** start **

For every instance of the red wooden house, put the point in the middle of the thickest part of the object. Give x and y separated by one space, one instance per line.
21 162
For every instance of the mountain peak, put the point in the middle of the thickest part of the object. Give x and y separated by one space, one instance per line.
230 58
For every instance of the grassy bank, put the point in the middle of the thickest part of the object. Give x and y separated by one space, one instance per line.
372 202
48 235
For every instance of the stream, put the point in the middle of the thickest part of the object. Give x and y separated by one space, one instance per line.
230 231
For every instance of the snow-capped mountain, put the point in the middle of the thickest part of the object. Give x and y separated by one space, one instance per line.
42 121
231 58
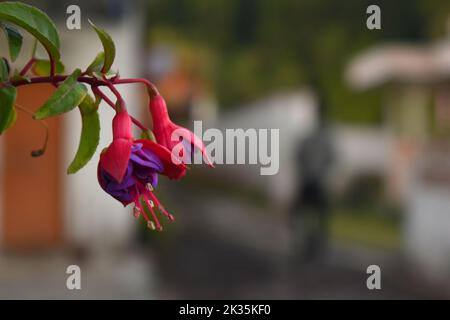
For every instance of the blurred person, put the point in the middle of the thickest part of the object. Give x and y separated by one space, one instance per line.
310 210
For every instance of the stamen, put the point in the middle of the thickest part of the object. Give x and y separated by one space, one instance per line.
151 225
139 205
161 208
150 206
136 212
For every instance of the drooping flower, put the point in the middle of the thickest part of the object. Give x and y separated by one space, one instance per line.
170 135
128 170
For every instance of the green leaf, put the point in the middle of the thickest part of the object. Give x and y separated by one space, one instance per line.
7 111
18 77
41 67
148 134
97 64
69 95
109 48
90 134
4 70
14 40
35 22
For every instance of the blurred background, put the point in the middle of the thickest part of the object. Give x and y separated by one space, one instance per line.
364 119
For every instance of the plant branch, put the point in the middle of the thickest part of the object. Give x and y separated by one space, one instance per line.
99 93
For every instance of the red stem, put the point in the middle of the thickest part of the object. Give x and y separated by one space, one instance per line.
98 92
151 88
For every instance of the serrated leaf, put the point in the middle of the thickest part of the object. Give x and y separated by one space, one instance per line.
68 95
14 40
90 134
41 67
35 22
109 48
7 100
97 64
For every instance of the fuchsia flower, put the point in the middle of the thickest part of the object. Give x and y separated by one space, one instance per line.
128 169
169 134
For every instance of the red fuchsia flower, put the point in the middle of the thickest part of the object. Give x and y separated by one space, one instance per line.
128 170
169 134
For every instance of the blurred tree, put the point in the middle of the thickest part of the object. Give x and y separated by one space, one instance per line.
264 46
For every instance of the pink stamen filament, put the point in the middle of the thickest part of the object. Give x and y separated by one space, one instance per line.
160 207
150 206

** end **
** start **

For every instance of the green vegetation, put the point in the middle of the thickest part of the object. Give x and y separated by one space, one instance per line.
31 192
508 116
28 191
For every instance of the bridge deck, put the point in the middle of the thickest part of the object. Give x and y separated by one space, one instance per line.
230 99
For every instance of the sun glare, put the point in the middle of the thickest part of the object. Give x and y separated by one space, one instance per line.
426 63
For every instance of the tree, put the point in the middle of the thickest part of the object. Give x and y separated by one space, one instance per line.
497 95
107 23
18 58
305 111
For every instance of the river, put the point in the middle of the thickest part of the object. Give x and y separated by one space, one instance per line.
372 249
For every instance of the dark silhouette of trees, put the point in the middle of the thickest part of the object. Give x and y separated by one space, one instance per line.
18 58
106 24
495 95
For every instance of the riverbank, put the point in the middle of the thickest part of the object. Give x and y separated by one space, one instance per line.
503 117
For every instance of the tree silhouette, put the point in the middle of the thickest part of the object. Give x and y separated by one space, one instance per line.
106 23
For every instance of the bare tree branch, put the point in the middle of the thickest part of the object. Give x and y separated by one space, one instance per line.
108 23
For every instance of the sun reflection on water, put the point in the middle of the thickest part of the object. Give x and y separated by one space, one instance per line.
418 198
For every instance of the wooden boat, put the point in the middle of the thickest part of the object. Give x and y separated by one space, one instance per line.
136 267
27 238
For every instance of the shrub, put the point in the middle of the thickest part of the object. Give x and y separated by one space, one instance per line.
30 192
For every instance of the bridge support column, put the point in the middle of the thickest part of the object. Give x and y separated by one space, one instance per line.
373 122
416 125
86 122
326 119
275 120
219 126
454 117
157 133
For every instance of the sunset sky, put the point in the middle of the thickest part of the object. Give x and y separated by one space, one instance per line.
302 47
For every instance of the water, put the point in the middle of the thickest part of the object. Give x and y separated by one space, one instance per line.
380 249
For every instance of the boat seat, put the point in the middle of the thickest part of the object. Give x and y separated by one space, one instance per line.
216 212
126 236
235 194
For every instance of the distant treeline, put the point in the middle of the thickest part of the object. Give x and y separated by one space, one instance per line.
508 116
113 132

** end **
** start **

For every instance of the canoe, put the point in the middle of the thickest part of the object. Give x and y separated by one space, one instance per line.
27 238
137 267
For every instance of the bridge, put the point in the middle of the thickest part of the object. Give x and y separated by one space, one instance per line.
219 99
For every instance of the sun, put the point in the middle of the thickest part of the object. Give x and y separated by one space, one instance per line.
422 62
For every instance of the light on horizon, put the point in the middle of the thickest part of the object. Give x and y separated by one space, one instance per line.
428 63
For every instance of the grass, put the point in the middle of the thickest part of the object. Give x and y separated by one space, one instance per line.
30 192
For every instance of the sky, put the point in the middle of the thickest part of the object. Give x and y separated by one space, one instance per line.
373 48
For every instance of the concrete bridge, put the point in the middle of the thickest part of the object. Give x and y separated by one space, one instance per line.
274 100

** end **

Instructions to follow: Show every line of the items above that contains the string "leaf", matching case exactly.

Solution:
For every instance of the green leaf, put the point in the middle of the thickest part of the object. Give x and y separated by one space, one instance per line.
For every instance of the serrated leaf, put the point in the middle of the thickest part of the object. Give x and y separated by one space, one instance per line.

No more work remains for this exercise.